To do:
Print each line of the listing once more, precisely as given.
## Start
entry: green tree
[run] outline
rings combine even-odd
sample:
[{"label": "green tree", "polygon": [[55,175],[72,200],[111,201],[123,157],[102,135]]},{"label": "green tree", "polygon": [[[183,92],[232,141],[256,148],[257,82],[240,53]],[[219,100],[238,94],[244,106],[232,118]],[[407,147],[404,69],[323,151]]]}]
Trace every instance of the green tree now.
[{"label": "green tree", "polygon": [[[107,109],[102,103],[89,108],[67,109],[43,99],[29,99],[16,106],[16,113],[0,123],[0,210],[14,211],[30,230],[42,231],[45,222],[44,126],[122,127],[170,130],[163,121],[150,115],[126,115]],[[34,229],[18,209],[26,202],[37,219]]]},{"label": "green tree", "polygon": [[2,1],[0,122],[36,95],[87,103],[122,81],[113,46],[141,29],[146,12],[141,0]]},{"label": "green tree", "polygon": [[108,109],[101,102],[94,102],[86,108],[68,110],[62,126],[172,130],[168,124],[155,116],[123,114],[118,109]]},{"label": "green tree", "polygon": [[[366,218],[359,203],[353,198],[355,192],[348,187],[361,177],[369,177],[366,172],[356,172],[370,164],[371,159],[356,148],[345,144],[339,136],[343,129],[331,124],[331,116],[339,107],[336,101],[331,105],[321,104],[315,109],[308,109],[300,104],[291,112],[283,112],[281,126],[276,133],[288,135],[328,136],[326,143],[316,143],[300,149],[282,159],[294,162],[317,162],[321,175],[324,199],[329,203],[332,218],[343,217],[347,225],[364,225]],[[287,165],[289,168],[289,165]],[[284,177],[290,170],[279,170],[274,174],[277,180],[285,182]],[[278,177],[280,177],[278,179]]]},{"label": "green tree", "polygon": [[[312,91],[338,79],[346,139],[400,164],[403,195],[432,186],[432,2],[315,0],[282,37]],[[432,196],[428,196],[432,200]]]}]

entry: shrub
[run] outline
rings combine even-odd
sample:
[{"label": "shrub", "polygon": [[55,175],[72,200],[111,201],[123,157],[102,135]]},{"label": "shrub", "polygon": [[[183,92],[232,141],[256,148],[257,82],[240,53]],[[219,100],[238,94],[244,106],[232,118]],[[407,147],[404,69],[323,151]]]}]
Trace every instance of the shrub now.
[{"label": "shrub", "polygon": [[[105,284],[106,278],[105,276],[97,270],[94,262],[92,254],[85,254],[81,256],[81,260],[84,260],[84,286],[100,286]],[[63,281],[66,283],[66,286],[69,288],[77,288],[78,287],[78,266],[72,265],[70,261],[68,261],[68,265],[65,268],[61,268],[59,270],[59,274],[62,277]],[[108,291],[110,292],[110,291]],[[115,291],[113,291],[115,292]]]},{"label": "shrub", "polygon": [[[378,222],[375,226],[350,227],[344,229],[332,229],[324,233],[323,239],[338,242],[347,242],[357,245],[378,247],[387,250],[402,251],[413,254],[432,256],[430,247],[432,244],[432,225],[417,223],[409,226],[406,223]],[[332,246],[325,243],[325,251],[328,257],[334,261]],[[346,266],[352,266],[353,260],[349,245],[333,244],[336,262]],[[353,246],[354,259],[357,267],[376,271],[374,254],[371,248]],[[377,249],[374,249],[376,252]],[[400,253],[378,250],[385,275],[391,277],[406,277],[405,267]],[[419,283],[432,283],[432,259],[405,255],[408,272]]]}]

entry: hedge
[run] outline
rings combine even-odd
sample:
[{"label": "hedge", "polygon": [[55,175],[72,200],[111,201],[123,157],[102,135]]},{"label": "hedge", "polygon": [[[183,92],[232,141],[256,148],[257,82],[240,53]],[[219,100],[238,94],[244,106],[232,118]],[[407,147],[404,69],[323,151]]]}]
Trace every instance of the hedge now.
## End
Answer to the problem:
entry: green tree
[run] outline
rings combine even-odd
sample:
[{"label": "green tree", "polygon": [[55,175],[72,200],[111,201],[123,157],[102,135]]},{"label": "green tree", "polygon": [[[183,92],[232,141],[256,148],[257,82],[240,53]],[[219,100],[238,94],[244,106],[232,118]],[[407,147],[404,69],[323,151]]]}]
Trace every instance of the green tree now.
[{"label": "green tree", "polygon": [[[107,109],[102,103],[89,108],[67,109],[43,99],[29,99],[16,106],[16,113],[0,123],[0,210],[14,211],[30,230],[42,231],[45,222],[44,126],[122,127],[170,130],[163,121],[150,115],[126,115]],[[34,229],[18,209],[26,202],[37,219]]]},{"label": "green tree", "polygon": [[2,1],[0,122],[36,95],[87,103],[122,81],[113,46],[141,29],[146,12],[141,0]]},{"label": "green tree", "polygon": [[108,109],[101,102],[94,102],[86,108],[68,110],[62,126],[172,130],[168,124],[155,116],[123,114],[118,109]]},{"label": "green tree", "polygon": [[[366,218],[359,203],[353,198],[355,192],[348,187],[361,177],[369,177],[366,172],[356,172],[370,164],[371,159],[356,148],[345,144],[339,136],[343,129],[331,124],[331,116],[339,107],[336,101],[331,105],[321,104],[315,109],[308,109],[300,104],[291,112],[283,112],[281,126],[276,133],[288,135],[328,136],[326,143],[316,143],[300,149],[282,159],[294,162],[317,162],[321,175],[324,199],[329,203],[332,218],[343,217],[347,225],[364,225]],[[287,165],[289,168],[289,165]],[[284,177],[290,170],[279,170],[274,174],[277,180],[285,182]],[[278,177],[280,177],[278,179]]]},{"label": "green tree", "polygon": [[[312,91],[338,79],[346,139],[400,164],[403,195],[432,186],[432,2],[315,0],[282,37]],[[432,196],[428,196],[432,200]]]}]

entry: shrub
[run] outline
rings combine even-odd
sample:
[{"label": "shrub", "polygon": [[55,175],[72,200],[111,201],[123,157],[102,135]]},{"label": "shrub", "polygon": [[[183,92],[232,141],[256,148],[257,82],[240,53]],[[219,100],[238,94],[244,106],[232,118]],[[407,147],[404,69],[323,151]]]}]
Trace every instance of the shrub now.
[{"label": "shrub", "polygon": [[[105,284],[106,278],[105,276],[97,270],[94,262],[92,254],[85,254],[81,256],[81,260],[84,260],[84,286],[100,286]],[[63,281],[66,283],[66,286],[69,288],[77,288],[78,287],[78,266],[72,265],[70,261],[68,261],[68,265],[65,268],[61,268],[59,270],[59,274],[62,277]],[[108,291],[110,292],[110,291]],[[115,291],[113,291],[115,292]]]},{"label": "shrub", "polygon": [[[378,222],[375,226],[350,227],[344,229],[332,229],[324,233],[323,239],[338,242],[347,242],[357,245],[378,247],[387,250],[402,251],[413,254],[432,256],[430,247],[432,244],[432,225],[417,223],[409,226],[406,223]],[[332,246],[325,243],[325,251],[328,257],[334,261]],[[346,266],[352,266],[353,260],[349,245],[333,244],[336,262]],[[353,246],[354,259],[357,267],[376,271],[374,254],[371,248]],[[377,249],[374,249],[376,252]],[[400,253],[378,250],[385,275],[391,277],[406,277],[405,267]],[[419,283],[432,283],[432,259],[405,255],[408,272]]]}]

entry: hedge
[run] outline
rings combine even-odd
sample:
[{"label": "hedge", "polygon": [[55,175],[72,200],[111,201],[123,157],[102,135]]},{"label": "hedge", "polygon": [[[183,92],[232,141],[256,148],[257,82],[240,53]],[[219,100],[238,94],[244,106],[232,118]],[[407,147],[404,69],[323,151]]]}]
Trace every instance of the hedge now.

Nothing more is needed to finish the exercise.